==== EXERCISE MATERIAL ====

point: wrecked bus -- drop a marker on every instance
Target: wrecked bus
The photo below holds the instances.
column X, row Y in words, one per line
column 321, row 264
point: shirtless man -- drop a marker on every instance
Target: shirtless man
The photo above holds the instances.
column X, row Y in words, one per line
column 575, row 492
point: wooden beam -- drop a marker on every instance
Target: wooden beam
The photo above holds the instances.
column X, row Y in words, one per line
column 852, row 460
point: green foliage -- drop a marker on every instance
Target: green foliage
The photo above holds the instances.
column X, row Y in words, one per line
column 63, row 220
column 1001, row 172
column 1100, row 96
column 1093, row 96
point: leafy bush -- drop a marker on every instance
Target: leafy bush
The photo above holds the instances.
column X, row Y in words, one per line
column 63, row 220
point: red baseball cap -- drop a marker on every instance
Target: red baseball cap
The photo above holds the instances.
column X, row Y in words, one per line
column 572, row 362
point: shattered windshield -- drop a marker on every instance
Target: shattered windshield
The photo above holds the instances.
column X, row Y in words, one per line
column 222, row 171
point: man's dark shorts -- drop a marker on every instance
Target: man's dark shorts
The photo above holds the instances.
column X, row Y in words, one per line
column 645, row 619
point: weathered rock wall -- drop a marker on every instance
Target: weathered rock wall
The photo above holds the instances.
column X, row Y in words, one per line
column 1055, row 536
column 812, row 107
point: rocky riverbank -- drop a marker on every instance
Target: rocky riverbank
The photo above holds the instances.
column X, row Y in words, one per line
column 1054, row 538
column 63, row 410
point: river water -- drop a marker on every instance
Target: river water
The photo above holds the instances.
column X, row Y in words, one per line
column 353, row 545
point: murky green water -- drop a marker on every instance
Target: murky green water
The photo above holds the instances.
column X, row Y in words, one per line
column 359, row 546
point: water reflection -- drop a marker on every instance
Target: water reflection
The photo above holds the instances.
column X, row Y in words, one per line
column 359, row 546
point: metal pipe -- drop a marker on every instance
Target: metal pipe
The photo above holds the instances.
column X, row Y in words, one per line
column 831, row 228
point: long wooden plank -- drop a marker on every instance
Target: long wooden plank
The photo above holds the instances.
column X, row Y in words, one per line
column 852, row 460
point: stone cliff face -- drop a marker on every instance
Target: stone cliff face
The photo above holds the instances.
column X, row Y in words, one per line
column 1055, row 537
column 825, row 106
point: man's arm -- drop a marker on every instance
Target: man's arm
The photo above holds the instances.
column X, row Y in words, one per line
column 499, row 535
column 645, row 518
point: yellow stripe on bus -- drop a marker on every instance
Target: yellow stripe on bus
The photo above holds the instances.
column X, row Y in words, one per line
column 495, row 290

====

## THE PROBLEM
Copy out, unchanged, everything in the data from the line containing "point: red baseball" down to the line containing "column 572, row 362", with both of those lines included.

## RESULT OF THIS TASK
point: red baseball cap -- drop a marker on every instance
Target: red baseball cap
The photo above holds the instances.
column X, row Y in words, one per line
column 572, row 362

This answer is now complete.